### Object position labeling entries
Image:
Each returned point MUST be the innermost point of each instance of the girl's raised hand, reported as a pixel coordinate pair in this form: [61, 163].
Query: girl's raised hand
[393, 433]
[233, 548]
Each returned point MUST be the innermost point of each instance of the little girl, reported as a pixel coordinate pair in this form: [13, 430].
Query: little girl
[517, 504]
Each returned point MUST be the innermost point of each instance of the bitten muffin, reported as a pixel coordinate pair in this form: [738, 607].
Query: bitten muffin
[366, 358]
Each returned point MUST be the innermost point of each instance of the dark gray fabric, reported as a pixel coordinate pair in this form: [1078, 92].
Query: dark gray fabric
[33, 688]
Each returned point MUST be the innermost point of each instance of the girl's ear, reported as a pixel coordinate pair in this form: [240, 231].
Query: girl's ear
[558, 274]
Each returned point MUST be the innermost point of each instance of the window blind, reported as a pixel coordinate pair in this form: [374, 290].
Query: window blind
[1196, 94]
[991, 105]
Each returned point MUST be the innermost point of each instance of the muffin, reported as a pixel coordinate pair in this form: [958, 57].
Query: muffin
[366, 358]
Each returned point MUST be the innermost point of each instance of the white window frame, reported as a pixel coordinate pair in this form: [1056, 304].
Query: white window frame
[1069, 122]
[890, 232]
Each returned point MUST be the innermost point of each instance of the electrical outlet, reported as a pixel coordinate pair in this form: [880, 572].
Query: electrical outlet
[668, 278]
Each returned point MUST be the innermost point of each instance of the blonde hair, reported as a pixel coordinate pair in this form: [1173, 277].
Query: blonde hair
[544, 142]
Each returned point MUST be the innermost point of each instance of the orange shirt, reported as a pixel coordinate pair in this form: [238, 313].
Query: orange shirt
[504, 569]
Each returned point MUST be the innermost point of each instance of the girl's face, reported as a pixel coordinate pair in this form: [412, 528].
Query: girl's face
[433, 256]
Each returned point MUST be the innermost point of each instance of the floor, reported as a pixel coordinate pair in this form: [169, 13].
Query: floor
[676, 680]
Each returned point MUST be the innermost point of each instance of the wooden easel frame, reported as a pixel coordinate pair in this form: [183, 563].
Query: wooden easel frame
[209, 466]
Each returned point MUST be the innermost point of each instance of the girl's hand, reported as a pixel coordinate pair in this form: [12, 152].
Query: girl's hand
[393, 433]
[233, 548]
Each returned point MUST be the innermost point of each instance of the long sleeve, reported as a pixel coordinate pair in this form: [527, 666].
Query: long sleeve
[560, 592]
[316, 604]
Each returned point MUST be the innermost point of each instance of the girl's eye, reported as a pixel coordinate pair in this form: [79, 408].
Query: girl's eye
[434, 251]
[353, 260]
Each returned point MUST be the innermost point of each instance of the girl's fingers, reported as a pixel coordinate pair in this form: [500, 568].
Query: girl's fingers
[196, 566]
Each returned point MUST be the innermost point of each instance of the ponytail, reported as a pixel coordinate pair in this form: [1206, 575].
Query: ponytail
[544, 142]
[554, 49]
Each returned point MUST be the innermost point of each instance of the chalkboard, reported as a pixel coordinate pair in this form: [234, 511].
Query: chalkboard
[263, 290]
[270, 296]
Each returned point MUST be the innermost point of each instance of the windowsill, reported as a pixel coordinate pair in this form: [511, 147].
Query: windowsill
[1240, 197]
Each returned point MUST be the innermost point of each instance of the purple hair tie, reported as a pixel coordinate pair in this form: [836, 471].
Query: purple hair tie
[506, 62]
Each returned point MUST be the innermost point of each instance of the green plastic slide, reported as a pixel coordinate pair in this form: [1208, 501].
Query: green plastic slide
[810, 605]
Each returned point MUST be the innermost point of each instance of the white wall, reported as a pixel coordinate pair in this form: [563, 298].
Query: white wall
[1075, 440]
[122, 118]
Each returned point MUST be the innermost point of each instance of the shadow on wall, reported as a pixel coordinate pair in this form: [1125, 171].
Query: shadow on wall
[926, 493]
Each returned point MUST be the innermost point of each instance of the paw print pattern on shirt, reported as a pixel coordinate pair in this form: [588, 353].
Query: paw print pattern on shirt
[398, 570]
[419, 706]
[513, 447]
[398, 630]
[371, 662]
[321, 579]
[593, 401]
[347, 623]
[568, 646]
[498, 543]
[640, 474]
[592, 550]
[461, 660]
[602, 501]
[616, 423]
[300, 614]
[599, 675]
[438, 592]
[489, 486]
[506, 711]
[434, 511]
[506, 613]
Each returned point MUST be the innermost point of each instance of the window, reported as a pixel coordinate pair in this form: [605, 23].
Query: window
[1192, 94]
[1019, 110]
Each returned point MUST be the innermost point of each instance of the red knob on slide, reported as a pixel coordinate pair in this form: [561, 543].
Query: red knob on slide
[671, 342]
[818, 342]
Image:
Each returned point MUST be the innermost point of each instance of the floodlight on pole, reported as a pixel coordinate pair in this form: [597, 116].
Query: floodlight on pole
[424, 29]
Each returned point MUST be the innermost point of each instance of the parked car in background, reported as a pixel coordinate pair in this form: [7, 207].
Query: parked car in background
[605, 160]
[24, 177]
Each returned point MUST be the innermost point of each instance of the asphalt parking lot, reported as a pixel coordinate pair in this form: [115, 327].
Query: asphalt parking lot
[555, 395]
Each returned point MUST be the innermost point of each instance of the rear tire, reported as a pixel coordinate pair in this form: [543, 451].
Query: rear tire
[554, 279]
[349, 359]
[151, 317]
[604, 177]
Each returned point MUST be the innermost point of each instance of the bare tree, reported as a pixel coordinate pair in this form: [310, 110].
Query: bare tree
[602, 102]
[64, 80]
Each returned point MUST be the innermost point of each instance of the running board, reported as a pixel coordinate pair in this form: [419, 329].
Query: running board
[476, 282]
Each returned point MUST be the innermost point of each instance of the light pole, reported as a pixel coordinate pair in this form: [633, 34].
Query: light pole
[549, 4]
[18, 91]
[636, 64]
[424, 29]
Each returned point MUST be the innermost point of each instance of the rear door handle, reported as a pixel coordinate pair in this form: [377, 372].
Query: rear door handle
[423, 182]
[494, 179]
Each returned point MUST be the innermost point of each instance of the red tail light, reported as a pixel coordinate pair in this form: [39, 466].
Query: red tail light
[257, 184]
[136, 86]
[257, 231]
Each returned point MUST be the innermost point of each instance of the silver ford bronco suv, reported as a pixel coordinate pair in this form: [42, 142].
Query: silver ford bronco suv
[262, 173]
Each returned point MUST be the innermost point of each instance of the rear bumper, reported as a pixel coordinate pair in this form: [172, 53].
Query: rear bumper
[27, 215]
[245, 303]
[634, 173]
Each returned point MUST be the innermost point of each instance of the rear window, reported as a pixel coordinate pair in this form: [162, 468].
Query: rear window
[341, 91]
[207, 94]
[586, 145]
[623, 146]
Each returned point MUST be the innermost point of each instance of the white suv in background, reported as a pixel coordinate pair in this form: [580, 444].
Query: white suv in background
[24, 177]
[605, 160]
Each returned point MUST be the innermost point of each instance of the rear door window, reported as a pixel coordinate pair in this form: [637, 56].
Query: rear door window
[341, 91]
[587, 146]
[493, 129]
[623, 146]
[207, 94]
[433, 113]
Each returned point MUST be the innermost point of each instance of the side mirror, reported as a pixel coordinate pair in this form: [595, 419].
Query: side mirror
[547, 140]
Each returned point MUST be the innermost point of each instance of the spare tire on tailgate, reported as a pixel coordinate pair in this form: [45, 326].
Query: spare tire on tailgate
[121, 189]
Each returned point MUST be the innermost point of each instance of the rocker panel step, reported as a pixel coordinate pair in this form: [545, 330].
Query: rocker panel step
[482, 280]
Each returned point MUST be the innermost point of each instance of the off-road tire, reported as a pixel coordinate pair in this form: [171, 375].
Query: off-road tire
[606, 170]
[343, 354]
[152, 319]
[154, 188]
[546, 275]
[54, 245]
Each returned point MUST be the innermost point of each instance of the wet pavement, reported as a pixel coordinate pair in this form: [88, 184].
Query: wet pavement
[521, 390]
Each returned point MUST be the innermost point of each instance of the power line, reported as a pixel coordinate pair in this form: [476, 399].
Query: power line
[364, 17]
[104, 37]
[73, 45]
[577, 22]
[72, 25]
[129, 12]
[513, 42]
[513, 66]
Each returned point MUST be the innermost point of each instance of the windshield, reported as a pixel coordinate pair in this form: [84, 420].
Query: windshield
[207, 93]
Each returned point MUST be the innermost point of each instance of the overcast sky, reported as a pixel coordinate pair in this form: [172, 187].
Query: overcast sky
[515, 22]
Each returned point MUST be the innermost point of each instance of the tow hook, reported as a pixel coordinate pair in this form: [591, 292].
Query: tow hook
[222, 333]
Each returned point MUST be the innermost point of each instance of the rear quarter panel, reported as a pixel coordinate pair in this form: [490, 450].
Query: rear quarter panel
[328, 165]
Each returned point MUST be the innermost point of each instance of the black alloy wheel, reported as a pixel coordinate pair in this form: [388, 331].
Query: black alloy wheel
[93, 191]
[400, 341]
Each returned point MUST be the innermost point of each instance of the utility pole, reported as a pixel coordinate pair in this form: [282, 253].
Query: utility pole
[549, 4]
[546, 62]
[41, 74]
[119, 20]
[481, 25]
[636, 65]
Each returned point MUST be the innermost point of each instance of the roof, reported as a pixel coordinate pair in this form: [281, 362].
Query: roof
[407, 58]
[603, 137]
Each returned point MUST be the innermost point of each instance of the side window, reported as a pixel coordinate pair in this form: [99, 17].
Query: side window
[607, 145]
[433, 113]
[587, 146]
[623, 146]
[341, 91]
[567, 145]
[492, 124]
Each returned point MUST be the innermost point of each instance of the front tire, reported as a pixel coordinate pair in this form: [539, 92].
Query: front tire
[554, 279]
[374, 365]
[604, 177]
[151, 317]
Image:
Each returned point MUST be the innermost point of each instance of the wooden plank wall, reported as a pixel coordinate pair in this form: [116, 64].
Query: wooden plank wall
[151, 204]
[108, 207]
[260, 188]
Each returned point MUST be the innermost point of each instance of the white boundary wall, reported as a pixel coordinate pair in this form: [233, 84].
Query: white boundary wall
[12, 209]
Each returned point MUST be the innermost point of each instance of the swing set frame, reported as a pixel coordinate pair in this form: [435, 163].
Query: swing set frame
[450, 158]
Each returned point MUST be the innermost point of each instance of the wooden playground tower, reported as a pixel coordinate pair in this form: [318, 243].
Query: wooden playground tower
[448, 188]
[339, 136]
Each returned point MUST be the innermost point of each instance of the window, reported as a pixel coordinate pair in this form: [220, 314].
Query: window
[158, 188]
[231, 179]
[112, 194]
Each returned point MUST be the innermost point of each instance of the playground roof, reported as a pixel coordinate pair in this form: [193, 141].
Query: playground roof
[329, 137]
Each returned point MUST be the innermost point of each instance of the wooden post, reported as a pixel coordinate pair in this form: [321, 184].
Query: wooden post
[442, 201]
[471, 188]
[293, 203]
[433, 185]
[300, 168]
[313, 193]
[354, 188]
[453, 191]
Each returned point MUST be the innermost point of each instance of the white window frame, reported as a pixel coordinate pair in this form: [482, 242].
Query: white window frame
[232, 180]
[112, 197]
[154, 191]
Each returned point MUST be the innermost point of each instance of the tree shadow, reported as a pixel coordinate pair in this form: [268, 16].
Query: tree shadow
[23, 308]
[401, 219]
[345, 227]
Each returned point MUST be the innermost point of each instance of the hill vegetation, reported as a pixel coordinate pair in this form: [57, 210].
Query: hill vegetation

### EXERCISE GOAL
Transcribe only the trailing portion of the entries above: the line that contains "form: [435, 163]." and each line after it.

### ANSWER
Each returned point MUST be the innermost point of each instance of the swing set frame, reported as a pixel coordinate pair in this form: [435, 163].
Query: swing set frame
[450, 158]
Each returned point MUST be the innermost point of each instance of the wooden playground tower, reported as a pixel coordinate pair in this form: [318, 243].
Query: wooden playground tower
[448, 188]
[339, 136]
Each returned point MUST be the innermost point of each instance of the window, reported as a pixel coordinate pair in this form: [220, 314].
Query: window
[158, 188]
[231, 179]
[112, 194]
Each returned point MUST be the innermost point of each instance of the playground roof, reported as a pixel coordinate pair in this form: [193, 141].
Query: playground roof
[329, 137]
Each returned point MUST be the innermost point of each instance of the wooden post, reported as a pixel coordinate pair in this form: [321, 184].
Query: wooden post
[442, 201]
[471, 188]
[293, 203]
[433, 185]
[300, 168]
[313, 193]
[354, 188]
[453, 191]
Each returned point MUST be the innermost point of each instance of the white window frame, reported as a pixel coordinate pair in this form: [482, 242].
Query: white window frame
[232, 180]
[112, 197]
[154, 191]
Each returned point MUST be the innermost point of each instance of the tree shadow, reported as a pixel coordinate pair in this form: [268, 16].
Query: tree shadow
[23, 308]
[401, 219]
[345, 227]
Each returned point MUST be the innermost point of each instance of the hill vegetation, reported as a pixel coordinate pair in this form: [57, 210].
Query: hill vegetation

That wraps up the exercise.